_Quoted passage_
□ □ □ □ □ □ □

Langevin’s broader argument — that America could have indefinitely sustained the status quo in Afghanistan at scant cost — is not ludicrous on its face. And since this is the strongest case against withdrawal, it’s worth dissecting at some length. Between 2015 and 2021, the U.S. military had indeed managed to prop up the Afghan government while drawing down its deployment and suffering fewer than 30 casualties a year. If “a commitment of a few thousand troops” and a “few tens of billions of dollars a year” could secure the real gains that women have made in Afghan society and keep the Taliban out of the country’s major cities, as The Bulwark’s Robert Trancinski claims, then perhaps “forever war” would be justified.
But there is little reason to believe that this is the case. If Biden did not withdraw U.S. troops from Afghanistan this year, he would have violated the agreement that Donald Trump had struck with the Taliban in February 2020. There is every reason to believe that Trump’s deal deterred the Taliban from targeting U.S. troops; 2020 witnessed fewer U.S. casualties in Afghanistan than any previous year of the conflict. And there is little doubt that an abrogation of that agreement would have led the Taliban to ramp up attacks on U.S. forces, which would in turn have led the U.S. to deploy more troops, triggering a broader escalation in the war.
Such an escalation would have likely been inevitable, even in the absence of Trump’s agreement. In the years before that deal, the Taliban was steadily gaining territory and killing Afghan security forces in such large numbers the U.S. government started concealing battlefield death tolls. Keeping Ghani’s kleptocracy indefinitely aloft with a few thousand American soldiers and scant U.S. casualties was simply not an option.
More critically, U.S. casualties are not the only measure of the harms of prolonging a civil war that America lacked the will and wherewithal to win. Afghan soldiers’ lives matter. So do the lives of Afghan civilians, many of whom would prefer stability under the Taliban to perpetual insurgency under Ghani. For ordinary Afghans, the conflict has meant “elevated rates of disease due to lack of clean drinking water, malnutrition, and reduced access to health care,” according to the Watson Institute’s “Costs of War” project. The institute’s research concludes, “Nearly every factor associated with premature death — poverty, malnutrition, poor sanitation, lack of access to health care, environmental degradation — is exacerbated by the current war.” Between 2007 and 2017, the share of Afghan civilians living below the poverty line rose from 34 percent to 55 percent, even as the nation’s average income grew by 40 percent — a reality that testifies to the humanitarian costs of the war we waged, the profound corruption of the government whose name we waged it in, and the graft of the U.S. military contractors whose interests the war best served.
On Wednesday, the Washington Post suggested that Biden’s decision to withdraw from Afghanistan was difficult to square with his “near-constant refrain that human rights” should be “at the center of U.S. foreign policy.” If one stipulates that few phenomena undermine human rights more reliably than wars, then squaring that circle becomes less difficult.
The mainstream media has an obligation to hold the Biden administration accountable for its errors. But we also have an obligation to contextualize the events of the day. As is, the news industry is helping hawks recast an indictment of martial adventurism into an object lesson in the hazards of military restraint.

□ □ □ □ □ □ □

_Work to be completed_
Please write out everything in the passage on the Afghanistan withdrawal from "The mainstream media" down to "of military restraint.", word for word.

□ □ □ □ □ □ □

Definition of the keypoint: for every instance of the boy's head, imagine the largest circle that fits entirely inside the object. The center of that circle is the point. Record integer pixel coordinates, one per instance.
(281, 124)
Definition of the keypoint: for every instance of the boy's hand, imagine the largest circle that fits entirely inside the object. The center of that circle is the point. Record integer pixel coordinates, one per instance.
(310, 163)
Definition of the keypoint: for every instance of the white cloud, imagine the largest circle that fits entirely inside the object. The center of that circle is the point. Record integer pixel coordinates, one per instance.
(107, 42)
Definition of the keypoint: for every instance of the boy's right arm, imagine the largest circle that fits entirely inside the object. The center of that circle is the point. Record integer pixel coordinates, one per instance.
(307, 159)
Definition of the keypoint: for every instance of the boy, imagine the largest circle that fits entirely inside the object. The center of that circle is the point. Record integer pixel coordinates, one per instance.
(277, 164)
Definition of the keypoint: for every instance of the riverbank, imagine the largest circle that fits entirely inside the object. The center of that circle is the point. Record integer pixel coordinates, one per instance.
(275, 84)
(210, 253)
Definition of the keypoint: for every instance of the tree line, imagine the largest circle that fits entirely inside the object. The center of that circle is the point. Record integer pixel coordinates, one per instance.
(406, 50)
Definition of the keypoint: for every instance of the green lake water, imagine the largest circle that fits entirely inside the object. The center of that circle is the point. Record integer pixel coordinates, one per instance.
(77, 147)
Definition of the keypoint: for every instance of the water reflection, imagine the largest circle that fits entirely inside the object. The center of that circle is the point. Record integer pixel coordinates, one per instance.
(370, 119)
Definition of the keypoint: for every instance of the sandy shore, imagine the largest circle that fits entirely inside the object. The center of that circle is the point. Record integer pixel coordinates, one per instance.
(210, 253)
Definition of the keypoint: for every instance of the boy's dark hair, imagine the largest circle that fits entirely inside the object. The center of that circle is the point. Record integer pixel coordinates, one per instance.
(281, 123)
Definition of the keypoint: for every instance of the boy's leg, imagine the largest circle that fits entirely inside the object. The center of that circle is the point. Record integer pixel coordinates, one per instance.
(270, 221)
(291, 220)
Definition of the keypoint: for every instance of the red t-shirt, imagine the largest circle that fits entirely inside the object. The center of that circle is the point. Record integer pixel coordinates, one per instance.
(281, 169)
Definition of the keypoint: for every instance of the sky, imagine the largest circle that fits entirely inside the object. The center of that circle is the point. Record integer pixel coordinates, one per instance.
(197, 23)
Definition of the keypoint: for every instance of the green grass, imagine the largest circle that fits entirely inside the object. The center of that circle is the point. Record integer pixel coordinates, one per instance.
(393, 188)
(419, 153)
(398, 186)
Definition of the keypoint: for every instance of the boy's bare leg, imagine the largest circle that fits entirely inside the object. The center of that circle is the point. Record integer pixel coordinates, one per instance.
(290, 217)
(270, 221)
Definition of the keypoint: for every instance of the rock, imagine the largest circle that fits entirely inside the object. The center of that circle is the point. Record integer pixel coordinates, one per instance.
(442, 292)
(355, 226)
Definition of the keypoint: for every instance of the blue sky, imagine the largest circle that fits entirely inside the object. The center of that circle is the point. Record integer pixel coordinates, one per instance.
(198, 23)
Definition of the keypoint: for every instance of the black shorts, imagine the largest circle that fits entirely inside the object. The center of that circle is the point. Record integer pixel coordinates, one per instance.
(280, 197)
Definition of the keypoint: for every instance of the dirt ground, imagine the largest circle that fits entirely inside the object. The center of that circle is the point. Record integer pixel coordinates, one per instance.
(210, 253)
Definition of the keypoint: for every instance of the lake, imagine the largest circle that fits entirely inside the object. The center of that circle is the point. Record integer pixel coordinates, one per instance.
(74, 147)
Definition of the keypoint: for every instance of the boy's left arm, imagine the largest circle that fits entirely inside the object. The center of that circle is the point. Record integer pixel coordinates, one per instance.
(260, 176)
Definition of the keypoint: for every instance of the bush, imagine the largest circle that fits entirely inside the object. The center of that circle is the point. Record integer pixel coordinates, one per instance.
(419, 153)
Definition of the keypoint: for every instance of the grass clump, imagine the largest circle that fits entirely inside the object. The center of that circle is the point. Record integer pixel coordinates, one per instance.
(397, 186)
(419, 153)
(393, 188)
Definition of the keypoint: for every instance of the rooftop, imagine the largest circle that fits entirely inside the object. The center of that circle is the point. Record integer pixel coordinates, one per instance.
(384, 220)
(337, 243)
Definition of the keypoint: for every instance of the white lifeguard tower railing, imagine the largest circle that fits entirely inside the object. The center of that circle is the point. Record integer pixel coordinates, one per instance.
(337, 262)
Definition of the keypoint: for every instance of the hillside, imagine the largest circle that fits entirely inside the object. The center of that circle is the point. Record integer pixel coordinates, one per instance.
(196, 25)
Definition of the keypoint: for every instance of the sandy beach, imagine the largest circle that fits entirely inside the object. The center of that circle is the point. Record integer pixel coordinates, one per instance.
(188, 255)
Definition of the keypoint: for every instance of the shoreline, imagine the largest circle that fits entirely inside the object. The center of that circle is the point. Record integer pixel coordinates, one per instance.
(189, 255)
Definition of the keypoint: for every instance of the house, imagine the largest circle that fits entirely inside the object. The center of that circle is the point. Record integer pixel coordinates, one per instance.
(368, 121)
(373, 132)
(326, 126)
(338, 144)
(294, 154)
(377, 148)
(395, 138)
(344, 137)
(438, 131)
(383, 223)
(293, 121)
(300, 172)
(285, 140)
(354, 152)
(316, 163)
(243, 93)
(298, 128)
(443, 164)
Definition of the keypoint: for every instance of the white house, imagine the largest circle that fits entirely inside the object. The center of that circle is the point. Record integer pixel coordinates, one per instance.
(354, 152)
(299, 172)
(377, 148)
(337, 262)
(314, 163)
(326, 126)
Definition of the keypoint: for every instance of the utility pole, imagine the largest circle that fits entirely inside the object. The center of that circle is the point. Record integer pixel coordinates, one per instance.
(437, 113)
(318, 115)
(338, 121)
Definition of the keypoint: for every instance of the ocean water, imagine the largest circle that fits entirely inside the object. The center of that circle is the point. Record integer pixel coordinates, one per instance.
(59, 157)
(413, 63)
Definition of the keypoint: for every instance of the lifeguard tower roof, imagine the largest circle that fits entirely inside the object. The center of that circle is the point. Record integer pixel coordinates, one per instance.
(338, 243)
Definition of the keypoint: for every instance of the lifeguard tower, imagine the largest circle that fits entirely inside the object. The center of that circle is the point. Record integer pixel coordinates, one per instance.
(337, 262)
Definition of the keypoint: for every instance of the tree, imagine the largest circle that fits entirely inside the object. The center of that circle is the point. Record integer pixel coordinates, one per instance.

□ □ □ □ □ □ □

_Task result_
The mainstream media has an obligation to hold the Biden administration accountable for its errors. But we also have an obligation to contextualize the events of the day. As is, the news industry is helping hawks recast an indictment of martial adventurism into an object lesson in the hazards of military restraint.